▶ **Page extract**
§
[Incident] Netlify service outages affecting ability to depend on Netlify - please comment here

Thanks for reaching out, @niels-nijens.

Our mitigation was not fully effective and we are seeing more latency, timeouts, and errors for serving uncached content, API responses, and builds for all customers. Our team is working hard on a fix.

We will continue to update our status page: https://www.netlifystatus.com/

2 Likes

Let’s see how soon the Netlify team will fix this.

1 Like

Honestly, the reason we came to Netlify and Jamstack in general was exactly that we wouldn’t have to deal with this so often. And I’m not saying this because I want to troll, but because I am running a business. We will at least go have a look at Vercel now

1 Like

Hey there, @madsem :wave:

Thank you for taking the time to reach out and share this feedback-- we take customer experience very seriously and I assure you that I will share your feedback with all of the relevant teams as we work to fix this.

Thanks @hillary, I am mostly annoyed by the fact that there was no notification or anything. I found out by looking at our clients paid ad campaign stats that something wan’t right.

Outages can happen, but I believe it’s important to be upfront about this and not downplay it. Notify your customers.

1 Like

@hilary myself and many others in this thread (likely tens of thousands who didn’t post) think outages do happen, but refusal to acknowledge the outage is extremely frustrating when our sites go down

site is back up, but we need a correction to the “degradation” narrative as it feels like a shady policy to pretend no outage occurred to protect the uptime stats etc.

Without acknowledgment we don’t know whether Netlify engineering is even aware. Or are there gaps in the monitoring which we need to inform somebody about.

I put a more elegant version of this in another thread:

3 Likes

hi everyone,

Support Leadership here - thank you for your patience as we continue to work with the folks who are working to remediate the underlying problems.

I understand your frustrations - hearing you loud and clear - and of course that is never the experience we want you to have. As soon as we have a better idea of what, when, how and why these incidents have been impacting services - we will be happy to share as much information with you as we can.
§
▶ **What this task involves**
Reproduce the Netlify outage thread above word for word, from its title line through the final post.

▶ **Record excerpts**
§
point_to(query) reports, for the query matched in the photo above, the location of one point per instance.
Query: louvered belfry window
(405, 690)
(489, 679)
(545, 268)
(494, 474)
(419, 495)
§
▶ **Response to this exercise**
[Incident] Netlify service outages affecting ability to depend on Netlify - please comment here

Thanks for reaching out, @niels-nijens.

Our mitigation was not fully effective and we are seeing more latency, timeouts, and errors for serving uncached content, API responses, and builds for all customers. Our team is working hard on a fix.

We will continue to update our status page: https://www.netlifystatus.com/

2 Likes

Let’s see how soon the Netlify team will fix this.

1 Like

Honestly, the reason we came to Netlify and Jamstack in general was exactly that we wouldn’t have to deal with this so often. And I’m not saying this because I want to troll, but because I am running a business. We will at least go have a look at Vercel now

1 Like

Hey there, @madsem :wave:

Thank you for taking the time to reach out and share this feedback-- we take customer experience very seriously and I assure you that I will share your feedback with all of the relevant teams as we work to fix this.

Thanks @hillary, I am mostly annoyed by the fact that there was no notification or anything. I found out by looking at our clients paid ad campaign stats that something wan’t right.

Outages can happen, but I believe it’s important to be upfront about this and not downplay it. Notify your customers.

1 Like

@hilary myself and many others in this thread (likely tens of thousands who didn’t post) think outages do happen, but refusal to acknowledge the outage is extremely frustrating when our sites go down

site is back up, but we need a correction to the “degradation” narrative as it feels like a shady policy to pretend no outage occurred to protect the uptime stats etc.

Without acknowledgment we don’t know whether Netlify engineering is even aware. Or are there gaps in the monitoring which we need to inform somebody about.

I put a more elegant version of this in another thread:

3 Likes

hi everyone,

Support Leadership here - thank you for your patience as we continue to work with the folks who are working to remediate the underlying problems.

I understand your frustrations - hearing you loud and clear - and of course that is never the experience we want you to have. As soon as we have a better idea of what, when, how and why these incidents have been impacting services - we will be happy to share as much information with you as we can.